## WHAT IS NEEDED
Exactly how many lines of the data below include the string "blossom"? State the number and nothing more.

## RECORD SET
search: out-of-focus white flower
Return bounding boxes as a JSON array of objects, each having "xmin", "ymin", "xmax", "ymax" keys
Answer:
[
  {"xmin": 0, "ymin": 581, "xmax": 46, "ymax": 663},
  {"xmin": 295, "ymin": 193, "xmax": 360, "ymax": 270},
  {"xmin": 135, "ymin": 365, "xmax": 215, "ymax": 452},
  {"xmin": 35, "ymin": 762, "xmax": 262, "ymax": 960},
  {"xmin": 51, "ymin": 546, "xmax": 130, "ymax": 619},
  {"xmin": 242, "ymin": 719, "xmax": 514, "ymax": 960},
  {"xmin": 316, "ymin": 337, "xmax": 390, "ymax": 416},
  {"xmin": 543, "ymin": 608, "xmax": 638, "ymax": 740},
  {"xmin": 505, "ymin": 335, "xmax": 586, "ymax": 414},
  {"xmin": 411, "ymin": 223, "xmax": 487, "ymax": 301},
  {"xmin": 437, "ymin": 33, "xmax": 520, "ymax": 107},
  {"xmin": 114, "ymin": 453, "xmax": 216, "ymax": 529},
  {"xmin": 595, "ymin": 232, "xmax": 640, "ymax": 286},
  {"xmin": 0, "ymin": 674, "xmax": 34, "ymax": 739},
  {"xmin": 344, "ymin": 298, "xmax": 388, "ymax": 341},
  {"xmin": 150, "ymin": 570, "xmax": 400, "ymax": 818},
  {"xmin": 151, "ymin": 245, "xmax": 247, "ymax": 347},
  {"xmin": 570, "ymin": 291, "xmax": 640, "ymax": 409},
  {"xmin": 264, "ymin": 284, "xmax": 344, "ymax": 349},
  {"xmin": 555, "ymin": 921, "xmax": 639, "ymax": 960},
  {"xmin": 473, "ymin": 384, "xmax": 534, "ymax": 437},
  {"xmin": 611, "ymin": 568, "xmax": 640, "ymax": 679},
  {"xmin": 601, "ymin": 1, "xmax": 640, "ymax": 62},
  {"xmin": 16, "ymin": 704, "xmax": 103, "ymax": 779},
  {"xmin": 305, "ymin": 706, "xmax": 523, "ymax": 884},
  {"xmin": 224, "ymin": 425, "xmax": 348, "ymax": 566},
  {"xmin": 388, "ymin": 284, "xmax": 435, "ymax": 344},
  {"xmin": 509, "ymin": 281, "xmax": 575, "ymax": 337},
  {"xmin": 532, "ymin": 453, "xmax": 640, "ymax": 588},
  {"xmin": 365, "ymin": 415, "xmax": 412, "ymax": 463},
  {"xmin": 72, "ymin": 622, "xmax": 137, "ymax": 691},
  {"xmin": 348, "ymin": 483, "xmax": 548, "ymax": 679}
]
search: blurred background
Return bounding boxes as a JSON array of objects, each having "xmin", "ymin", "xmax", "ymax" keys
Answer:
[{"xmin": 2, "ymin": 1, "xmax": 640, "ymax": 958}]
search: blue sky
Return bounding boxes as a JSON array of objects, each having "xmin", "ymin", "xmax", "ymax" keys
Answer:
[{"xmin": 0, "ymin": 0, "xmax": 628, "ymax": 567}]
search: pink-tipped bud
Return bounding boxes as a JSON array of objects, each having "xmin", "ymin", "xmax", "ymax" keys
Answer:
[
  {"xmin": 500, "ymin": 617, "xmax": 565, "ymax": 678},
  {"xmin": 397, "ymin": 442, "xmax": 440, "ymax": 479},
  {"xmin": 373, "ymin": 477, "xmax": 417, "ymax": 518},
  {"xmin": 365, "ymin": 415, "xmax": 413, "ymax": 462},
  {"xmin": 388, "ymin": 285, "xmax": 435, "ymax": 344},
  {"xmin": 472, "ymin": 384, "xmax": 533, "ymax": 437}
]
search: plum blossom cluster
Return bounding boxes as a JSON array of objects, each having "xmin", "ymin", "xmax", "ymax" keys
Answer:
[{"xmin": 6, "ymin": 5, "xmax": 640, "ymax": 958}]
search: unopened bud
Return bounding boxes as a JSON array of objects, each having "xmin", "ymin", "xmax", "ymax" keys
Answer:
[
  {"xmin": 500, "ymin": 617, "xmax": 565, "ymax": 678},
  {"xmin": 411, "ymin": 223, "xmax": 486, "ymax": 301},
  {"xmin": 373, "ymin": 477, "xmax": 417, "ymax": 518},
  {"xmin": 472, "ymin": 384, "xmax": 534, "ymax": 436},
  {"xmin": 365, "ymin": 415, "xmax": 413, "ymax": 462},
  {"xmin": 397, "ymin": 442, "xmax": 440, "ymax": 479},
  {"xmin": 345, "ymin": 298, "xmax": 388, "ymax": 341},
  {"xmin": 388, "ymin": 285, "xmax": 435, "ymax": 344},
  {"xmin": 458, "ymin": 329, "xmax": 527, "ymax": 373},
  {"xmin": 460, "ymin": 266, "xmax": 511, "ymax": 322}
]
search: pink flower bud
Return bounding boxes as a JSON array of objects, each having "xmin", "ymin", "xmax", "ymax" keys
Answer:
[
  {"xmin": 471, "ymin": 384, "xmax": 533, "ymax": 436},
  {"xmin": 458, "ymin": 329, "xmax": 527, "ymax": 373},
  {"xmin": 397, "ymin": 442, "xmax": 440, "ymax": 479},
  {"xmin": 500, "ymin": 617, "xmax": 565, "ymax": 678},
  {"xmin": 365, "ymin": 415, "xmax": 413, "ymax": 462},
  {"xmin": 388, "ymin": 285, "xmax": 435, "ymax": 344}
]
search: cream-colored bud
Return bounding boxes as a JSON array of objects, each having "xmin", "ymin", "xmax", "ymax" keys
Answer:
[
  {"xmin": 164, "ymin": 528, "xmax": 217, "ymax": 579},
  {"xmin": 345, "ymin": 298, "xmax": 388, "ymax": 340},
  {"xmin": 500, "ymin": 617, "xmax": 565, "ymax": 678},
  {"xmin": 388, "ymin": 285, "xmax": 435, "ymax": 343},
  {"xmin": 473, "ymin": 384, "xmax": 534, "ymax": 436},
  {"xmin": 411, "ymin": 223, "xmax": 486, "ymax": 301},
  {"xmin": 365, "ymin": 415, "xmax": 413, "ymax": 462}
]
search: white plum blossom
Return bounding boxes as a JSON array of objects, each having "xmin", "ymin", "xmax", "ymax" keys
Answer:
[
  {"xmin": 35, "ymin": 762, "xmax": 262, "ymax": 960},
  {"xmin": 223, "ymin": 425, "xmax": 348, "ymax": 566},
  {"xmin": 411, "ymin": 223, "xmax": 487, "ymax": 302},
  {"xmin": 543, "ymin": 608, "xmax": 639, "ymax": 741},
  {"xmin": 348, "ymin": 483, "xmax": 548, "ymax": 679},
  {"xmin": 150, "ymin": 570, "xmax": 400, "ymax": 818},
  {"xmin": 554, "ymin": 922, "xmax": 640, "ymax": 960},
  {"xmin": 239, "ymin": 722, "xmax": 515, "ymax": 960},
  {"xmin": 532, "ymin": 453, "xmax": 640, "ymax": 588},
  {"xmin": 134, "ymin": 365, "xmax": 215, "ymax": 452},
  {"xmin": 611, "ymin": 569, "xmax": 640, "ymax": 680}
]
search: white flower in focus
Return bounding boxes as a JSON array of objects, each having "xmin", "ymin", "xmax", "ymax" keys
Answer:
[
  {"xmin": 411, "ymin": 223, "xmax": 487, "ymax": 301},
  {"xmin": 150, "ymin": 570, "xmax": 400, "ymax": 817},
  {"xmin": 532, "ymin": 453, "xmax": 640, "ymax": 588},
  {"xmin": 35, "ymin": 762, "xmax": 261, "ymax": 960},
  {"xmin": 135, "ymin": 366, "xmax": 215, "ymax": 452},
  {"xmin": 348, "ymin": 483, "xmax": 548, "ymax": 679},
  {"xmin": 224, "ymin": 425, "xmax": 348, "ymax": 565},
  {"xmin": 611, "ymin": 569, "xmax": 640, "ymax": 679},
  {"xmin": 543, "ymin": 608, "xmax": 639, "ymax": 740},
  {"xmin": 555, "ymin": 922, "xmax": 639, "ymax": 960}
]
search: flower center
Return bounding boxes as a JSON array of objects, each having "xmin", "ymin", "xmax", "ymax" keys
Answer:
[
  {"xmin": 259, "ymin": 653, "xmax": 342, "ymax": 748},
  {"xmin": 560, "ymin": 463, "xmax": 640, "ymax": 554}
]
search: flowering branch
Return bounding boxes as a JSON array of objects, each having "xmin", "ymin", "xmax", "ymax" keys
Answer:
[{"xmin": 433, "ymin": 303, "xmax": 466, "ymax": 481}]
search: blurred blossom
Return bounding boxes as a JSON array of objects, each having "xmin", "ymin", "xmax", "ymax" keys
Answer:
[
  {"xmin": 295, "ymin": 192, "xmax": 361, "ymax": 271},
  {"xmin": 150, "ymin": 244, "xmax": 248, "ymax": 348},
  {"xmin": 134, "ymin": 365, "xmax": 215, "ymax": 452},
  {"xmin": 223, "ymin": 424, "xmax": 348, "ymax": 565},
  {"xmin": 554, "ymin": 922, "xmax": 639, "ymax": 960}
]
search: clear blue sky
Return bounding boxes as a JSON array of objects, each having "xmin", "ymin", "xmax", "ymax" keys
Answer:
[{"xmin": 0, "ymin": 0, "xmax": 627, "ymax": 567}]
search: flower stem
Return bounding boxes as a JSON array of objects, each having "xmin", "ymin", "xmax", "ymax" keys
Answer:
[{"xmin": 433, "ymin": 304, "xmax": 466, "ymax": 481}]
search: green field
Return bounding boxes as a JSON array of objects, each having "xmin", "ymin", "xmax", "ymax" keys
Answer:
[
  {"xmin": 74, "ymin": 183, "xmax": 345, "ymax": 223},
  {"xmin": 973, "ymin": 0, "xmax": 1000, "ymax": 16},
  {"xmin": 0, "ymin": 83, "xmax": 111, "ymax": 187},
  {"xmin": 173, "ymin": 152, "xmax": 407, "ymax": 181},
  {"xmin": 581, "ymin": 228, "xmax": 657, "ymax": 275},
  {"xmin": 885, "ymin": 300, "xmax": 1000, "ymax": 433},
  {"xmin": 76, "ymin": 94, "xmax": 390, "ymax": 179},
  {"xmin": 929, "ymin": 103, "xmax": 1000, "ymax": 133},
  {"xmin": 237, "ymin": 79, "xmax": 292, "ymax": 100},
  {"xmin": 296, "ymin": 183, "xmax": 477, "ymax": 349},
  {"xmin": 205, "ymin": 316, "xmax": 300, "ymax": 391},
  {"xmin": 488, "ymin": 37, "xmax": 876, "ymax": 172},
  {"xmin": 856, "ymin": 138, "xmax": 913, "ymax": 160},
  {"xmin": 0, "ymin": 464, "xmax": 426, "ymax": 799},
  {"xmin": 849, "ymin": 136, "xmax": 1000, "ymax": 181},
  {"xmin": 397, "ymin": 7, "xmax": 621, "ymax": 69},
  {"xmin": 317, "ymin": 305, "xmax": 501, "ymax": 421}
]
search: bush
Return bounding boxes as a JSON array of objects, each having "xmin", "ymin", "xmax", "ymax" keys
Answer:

## TASK OUTPUT
3